При этом, как водится, охранителей традиции, обращавшихся к этим громким именам как к некоему заклятью от нововведений, вовсе не смущало, что среди поминаемых всуе отнюдь не все и не всегда так уж следовали авторитетам…

Лекен уже был профессиональным актёром, когда в одном из маленьких театриков его увидел Вольтер и напророчествовал ему в будущем «раздирающий душу голос». Вольтер же помог актёру — советами и кошельком — подготовиться к дебюту в Комеди, оговорив для него роль в своей трагедии «Брут», которую он предоставлял сосьетерам для первого представления. Первые шаги Лекена в Комеди были мучительны. Ему долго отказывали в чести быть принятым в число сосьетеров, испытательный срок постоянно продлевался. Невысокого роста, на вид неказистый, Лекен не походил на исполнителя трагических ролей, смущало и его грубовато-мясистое лицо, на котором, правда, выделялись чрезвычайно выразительные глаза.

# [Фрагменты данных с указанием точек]
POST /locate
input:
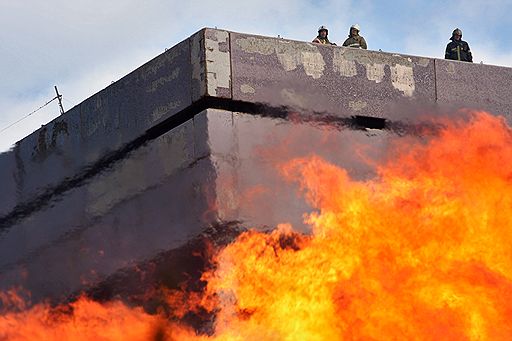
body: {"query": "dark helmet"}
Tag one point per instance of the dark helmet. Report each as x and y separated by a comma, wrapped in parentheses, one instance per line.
(323, 28)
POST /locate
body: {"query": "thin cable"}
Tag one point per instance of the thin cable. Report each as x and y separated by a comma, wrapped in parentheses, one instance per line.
(29, 114)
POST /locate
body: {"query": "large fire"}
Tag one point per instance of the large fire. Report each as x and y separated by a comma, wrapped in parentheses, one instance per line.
(422, 251)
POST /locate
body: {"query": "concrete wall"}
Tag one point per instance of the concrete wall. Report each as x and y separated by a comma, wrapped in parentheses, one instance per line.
(147, 163)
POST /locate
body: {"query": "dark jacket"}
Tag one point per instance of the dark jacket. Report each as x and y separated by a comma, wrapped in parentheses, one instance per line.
(458, 50)
(355, 41)
(320, 40)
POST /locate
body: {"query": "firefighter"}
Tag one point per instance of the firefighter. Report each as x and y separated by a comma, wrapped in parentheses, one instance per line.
(354, 39)
(458, 49)
(322, 36)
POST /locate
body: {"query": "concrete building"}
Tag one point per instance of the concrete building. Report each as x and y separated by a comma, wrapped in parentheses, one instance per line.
(186, 147)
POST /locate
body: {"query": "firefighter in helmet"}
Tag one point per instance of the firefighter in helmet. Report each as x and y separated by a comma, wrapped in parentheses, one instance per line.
(322, 36)
(458, 49)
(354, 39)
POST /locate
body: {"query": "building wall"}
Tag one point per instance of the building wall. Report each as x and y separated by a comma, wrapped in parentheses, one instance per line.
(194, 138)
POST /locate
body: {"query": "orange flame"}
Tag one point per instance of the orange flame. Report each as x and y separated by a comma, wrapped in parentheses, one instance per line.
(423, 251)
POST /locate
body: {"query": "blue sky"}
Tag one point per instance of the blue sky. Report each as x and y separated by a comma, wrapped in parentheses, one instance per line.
(82, 46)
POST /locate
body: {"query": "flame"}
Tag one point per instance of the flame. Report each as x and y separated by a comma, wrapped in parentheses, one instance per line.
(423, 251)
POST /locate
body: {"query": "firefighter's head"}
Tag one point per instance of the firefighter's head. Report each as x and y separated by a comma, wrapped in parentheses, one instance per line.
(457, 34)
(323, 31)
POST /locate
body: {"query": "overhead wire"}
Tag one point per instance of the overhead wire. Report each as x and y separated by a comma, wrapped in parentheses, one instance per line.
(28, 115)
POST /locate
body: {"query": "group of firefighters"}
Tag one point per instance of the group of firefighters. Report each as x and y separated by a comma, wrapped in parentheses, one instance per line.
(457, 49)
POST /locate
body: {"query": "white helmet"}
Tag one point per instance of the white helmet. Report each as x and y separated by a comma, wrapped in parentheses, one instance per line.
(356, 26)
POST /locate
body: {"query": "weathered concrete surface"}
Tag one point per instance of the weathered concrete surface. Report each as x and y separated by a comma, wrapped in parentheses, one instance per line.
(330, 79)
(141, 167)
(475, 86)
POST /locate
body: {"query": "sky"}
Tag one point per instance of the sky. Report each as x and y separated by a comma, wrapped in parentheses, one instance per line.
(82, 46)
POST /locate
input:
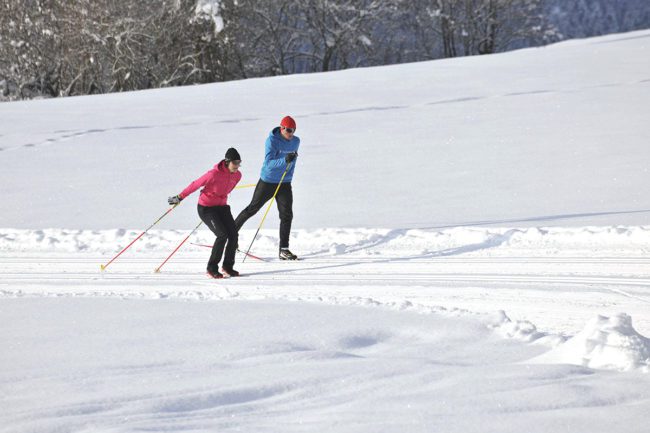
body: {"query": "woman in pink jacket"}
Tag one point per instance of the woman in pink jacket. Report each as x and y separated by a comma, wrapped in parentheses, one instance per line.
(215, 212)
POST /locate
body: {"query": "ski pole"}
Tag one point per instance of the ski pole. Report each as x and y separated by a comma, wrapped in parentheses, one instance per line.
(178, 247)
(141, 234)
(247, 253)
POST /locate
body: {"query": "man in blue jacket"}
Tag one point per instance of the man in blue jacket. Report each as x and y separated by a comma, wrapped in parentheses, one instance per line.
(281, 151)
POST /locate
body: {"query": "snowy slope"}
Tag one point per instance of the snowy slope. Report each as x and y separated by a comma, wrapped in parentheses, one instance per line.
(545, 136)
(475, 234)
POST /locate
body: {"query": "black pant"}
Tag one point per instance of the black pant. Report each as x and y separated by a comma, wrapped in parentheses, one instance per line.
(219, 220)
(264, 192)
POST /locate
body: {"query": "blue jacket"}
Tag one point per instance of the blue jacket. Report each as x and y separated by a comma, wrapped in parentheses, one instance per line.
(276, 148)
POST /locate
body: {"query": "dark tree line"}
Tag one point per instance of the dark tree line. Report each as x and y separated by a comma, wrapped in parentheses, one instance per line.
(78, 47)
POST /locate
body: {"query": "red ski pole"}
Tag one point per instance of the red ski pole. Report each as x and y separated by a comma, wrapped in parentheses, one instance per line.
(178, 247)
(141, 234)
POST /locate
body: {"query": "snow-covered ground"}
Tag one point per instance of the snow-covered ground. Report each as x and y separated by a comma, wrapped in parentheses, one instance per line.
(475, 234)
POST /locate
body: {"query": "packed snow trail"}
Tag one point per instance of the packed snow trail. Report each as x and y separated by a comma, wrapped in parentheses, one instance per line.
(557, 279)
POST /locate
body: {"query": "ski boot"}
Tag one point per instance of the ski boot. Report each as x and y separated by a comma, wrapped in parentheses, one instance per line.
(230, 272)
(285, 254)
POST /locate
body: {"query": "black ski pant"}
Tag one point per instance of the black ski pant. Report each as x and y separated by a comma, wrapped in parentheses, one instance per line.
(264, 192)
(219, 220)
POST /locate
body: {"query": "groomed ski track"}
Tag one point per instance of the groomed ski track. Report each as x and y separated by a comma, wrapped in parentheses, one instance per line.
(557, 294)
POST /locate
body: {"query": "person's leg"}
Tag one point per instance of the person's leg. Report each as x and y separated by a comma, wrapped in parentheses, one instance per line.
(285, 209)
(263, 193)
(210, 216)
(228, 224)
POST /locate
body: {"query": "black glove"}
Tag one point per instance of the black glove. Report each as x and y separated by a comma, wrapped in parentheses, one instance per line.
(290, 157)
(175, 199)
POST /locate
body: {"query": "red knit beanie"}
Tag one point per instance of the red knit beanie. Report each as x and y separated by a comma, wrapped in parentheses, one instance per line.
(288, 122)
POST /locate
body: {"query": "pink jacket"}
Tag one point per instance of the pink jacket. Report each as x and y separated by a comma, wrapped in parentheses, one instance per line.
(217, 184)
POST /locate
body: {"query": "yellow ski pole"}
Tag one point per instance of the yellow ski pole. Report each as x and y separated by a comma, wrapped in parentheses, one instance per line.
(267, 212)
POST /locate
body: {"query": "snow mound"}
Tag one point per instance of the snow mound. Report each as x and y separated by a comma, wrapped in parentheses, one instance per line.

# [ЗАДАНИЯ]
[a] Для какой трагедии Вольтер оговорил роль Лекену, согласно отрывку о Лекене?
[b] Перепишите слово в слово фрагмент из отрывка о Лекене, который начинается словами «Лекен уже был» и заканчивается словами «чрезвычайно выразительные глаза.».
Записи никак не связаны с отрывком о Лекене.

# [ОТВЕТЫ К ЗАДАНИЯМ]
[a] Для трагедии «Брут».

[b]
Лекен уже был профессиональным актёром, когда в одном из маленьких театриков его увидел Вольтер и напророчествовал ему в будущем «раздирающий душу голос». Вольтер же помог актёру — советами и кошельком — подготовиться к дебюту в Комеди, оговорив для него роль в своей трагедии «Брут», которую он предоставлял сосьетерам для первого представления. Первые шаги Лекена в Комеди были мучительны. Ему долго отказывали в чести быть принятым в число сосьетеров, испытательный срок постоянно продлевался. Невысокого роста, на вид неказистый, Лекен не походил на исполнителя трагических ролей, смущало и его грубовато-мясистое лицо, на котором, правда, выделялись чрезвычайно выразительные глаза.